(DATA):
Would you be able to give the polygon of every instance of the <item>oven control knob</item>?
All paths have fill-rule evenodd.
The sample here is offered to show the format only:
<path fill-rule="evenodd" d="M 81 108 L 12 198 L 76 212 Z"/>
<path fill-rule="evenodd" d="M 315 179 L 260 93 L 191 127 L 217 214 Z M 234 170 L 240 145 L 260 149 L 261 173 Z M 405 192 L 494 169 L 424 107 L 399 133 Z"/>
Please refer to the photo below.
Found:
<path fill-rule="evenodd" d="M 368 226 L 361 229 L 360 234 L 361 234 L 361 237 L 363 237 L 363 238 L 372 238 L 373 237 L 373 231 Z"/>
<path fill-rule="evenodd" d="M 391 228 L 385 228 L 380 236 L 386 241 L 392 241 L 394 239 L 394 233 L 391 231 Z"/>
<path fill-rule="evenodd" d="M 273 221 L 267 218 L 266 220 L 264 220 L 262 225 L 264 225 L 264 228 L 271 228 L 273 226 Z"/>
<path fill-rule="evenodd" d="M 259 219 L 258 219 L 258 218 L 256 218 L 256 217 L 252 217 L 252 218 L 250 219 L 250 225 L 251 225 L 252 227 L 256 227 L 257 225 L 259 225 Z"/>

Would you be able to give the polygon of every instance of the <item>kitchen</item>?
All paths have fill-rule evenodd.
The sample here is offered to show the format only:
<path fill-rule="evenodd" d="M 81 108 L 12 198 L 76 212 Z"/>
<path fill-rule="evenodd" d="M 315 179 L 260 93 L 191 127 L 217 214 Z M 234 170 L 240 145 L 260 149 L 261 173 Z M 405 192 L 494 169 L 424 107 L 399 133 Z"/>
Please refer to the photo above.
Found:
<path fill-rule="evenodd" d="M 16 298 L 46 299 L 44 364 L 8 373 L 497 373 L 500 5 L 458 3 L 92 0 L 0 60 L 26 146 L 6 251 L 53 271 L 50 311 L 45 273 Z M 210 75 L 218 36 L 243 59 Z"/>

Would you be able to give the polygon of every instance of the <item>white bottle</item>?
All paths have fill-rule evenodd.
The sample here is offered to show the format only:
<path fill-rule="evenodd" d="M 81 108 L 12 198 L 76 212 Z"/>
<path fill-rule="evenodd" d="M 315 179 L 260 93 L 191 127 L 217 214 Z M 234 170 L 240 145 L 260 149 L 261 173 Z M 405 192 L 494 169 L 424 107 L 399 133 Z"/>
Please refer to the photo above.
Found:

(WHAT TO DO):
May I have the entries returned exactly, with every line in place?

(RESULT OF THE EXERCISE):
Would you be able to give the polygon of every instance of the <item>oven control knob</item>?
All paths have fill-rule evenodd.
The sample here is offered to show the format only:
<path fill-rule="evenodd" d="M 81 108 L 12 198 L 76 212 Z"/>
<path fill-rule="evenodd" d="M 315 179 L 260 93 L 191 127 L 217 214 Z M 234 170 L 240 145 L 260 149 L 261 173 Z M 405 192 L 494 169 L 424 107 L 399 133 Z"/>
Please refer to the photo below.
Found:
<path fill-rule="evenodd" d="M 368 226 L 361 229 L 360 234 L 361 234 L 361 237 L 363 237 L 363 238 L 372 238 L 373 237 L 373 231 Z"/>
<path fill-rule="evenodd" d="M 391 228 L 385 228 L 380 236 L 386 241 L 392 241 L 394 239 L 394 233 L 391 231 Z"/>
<path fill-rule="evenodd" d="M 273 221 L 267 218 L 266 220 L 264 220 L 262 225 L 264 225 L 264 228 L 271 228 L 273 226 Z"/>
<path fill-rule="evenodd" d="M 259 219 L 258 219 L 258 218 L 256 218 L 256 217 L 252 217 L 252 218 L 250 219 L 250 225 L 251 225 L 252 227 L 256 227 L 257 225 L 259 225 Z"/>

Would you be able to give the polygon of every instance of the <item>kitchen</item>?
All paths have fill-rule evenodd.
The sample here is offered to show the format only:
<path fill-rule="evenodd" d="M 81 108 L 12 198 L 76 212 Z"/>
<path fill-rule="evenodd" d="M 315 179 L 260 93 L 191 127 L 217 214 Z M 234 170 L 240 145 L 260 149 L 261 173 Z M 405 192 L 494 169 L 424 107 L 399 133 Z"/>
Please refer to the photo above.
Found:
<path fill-rule="evenodd" d="M 16 298 L 46 299 L 44 364 L 8 373 L 497 373 L 500 5 L 458 3 L 92 0 L 0 60 L 26 146 L 6 251 L 53 271 L 50 311 L 45 273 Z M 210 75 L 218 36 L 243 59 Z"/>

Would you be able to give the polygon of every instance of the <item>white bottle</item>?
All paths have fill-rule evenodd.
The sample here is offered to show the format only:
<path fill-rule="evenodd" d="M 81 108 L 12 198 L 76 212 Z"/>
<path fill-rule="evenodd" d="M 315 179 L 260 93 L 191 127 L 217 214 Z M 234 170 L 240 145 L 260 149 L 261 173 Z M 405 192 L 494 169 L 424 107 L 399 133 Z"/>
Please refer to the photo above.
Found:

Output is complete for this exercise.